Excerpted records:
====

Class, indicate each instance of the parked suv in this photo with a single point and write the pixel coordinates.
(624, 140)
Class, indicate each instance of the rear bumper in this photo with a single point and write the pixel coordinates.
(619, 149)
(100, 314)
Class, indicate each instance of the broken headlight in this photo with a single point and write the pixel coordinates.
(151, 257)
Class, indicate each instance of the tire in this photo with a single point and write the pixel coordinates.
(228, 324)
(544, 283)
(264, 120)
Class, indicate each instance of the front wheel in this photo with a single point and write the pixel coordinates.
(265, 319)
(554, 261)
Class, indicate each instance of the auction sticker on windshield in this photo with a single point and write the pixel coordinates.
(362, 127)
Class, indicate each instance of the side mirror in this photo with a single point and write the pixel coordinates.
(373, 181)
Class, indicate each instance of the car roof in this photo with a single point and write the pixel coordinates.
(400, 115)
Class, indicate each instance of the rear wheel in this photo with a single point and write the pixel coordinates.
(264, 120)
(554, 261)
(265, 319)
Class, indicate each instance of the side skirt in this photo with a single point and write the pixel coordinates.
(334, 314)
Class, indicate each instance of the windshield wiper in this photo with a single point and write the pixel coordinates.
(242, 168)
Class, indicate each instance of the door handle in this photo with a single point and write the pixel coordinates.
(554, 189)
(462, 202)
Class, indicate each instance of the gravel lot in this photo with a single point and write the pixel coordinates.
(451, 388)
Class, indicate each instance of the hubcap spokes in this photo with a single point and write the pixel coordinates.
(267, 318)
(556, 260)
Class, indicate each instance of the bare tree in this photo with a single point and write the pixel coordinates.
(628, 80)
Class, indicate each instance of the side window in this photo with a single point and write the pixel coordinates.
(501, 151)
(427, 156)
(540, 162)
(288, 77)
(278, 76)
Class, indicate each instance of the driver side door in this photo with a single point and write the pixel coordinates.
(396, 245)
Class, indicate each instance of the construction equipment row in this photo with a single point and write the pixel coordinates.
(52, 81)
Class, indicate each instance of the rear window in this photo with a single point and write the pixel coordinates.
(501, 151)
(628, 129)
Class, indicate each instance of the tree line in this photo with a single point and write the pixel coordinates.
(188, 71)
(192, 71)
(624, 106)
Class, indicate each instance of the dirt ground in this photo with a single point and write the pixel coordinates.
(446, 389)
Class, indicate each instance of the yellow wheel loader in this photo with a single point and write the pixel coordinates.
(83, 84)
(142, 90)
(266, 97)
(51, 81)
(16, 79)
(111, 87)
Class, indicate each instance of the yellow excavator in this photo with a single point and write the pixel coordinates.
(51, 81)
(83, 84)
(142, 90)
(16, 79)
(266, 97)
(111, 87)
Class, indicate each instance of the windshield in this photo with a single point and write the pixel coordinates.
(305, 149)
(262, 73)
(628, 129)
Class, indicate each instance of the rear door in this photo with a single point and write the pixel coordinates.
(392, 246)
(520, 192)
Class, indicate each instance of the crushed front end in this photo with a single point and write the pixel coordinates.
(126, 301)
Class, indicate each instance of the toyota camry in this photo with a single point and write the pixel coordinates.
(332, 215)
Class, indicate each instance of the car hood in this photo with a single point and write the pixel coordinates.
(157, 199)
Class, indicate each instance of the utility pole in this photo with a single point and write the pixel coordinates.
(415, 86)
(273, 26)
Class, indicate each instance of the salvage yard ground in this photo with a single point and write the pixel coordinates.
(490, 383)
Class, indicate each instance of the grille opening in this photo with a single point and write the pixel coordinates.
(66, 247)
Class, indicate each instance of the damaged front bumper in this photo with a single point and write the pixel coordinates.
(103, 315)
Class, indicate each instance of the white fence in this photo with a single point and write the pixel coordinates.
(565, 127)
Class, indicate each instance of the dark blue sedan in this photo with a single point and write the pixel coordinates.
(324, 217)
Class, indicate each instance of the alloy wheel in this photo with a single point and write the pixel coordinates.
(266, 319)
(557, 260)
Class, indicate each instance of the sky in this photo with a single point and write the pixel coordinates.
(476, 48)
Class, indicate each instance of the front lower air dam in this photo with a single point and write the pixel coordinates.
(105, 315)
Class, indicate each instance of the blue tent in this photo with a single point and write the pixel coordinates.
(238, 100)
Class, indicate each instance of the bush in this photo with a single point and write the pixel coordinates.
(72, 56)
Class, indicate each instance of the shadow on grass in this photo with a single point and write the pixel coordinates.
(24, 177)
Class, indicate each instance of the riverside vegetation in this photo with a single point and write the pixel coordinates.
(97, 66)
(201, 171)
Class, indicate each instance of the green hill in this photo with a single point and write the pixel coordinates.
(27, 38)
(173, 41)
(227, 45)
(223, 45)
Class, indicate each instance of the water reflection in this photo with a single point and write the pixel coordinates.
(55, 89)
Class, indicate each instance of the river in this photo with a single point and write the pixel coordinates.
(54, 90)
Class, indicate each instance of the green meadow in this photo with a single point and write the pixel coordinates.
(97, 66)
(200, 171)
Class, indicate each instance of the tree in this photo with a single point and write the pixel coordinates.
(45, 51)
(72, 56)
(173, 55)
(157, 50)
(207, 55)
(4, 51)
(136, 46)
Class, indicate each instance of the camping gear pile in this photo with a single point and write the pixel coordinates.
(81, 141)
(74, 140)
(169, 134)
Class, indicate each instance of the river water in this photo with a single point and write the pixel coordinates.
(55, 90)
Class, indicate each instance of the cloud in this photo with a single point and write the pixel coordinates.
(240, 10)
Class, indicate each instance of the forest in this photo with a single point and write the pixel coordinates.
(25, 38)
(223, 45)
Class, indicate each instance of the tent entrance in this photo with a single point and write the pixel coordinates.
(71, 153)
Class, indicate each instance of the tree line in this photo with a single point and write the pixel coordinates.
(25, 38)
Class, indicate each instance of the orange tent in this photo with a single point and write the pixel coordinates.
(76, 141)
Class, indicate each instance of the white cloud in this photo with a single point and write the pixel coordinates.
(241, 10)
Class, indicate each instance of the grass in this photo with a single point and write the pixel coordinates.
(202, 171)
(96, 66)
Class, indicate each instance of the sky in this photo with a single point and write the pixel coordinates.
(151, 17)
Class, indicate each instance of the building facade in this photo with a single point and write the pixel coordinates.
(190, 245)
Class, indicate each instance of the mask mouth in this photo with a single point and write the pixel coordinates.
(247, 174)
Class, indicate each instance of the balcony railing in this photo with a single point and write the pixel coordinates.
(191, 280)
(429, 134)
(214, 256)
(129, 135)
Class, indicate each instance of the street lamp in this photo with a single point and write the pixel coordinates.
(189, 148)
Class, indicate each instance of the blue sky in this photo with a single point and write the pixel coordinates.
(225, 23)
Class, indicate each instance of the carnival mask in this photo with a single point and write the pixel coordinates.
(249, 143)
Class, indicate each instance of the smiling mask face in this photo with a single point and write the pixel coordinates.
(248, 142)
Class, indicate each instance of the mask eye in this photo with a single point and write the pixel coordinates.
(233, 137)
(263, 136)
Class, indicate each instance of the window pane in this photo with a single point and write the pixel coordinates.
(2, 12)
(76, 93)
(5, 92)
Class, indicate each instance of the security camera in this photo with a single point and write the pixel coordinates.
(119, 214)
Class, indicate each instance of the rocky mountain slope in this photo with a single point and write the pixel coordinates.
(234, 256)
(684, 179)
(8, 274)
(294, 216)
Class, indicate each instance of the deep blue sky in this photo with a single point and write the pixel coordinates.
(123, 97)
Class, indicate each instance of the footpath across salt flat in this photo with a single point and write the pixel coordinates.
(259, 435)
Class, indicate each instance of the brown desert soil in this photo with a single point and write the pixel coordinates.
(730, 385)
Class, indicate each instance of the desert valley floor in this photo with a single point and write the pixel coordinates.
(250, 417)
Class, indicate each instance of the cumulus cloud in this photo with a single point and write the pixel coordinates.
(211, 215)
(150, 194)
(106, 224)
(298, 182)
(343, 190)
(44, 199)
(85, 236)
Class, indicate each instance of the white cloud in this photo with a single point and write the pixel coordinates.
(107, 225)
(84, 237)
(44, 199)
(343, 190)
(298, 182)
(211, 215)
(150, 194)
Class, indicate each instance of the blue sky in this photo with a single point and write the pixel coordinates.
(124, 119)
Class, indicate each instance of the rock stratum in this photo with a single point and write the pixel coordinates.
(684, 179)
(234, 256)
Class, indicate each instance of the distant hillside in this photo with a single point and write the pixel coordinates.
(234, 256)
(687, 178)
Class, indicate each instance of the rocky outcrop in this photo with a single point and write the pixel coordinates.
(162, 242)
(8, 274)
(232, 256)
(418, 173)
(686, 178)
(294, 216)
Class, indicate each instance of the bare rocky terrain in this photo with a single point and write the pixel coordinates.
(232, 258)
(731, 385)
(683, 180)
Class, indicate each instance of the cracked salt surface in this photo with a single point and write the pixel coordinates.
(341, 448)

====

Task directions: Everything from the line containing "Class, indicate each instance of the cracked" through the final line of the entries is to be written out exactly. No other lines belong in the answer.

Result of this task:
Class, indicate each instance of the cracked salt surface in this photo with a single point and write the pixel coordinates.
(341, 448)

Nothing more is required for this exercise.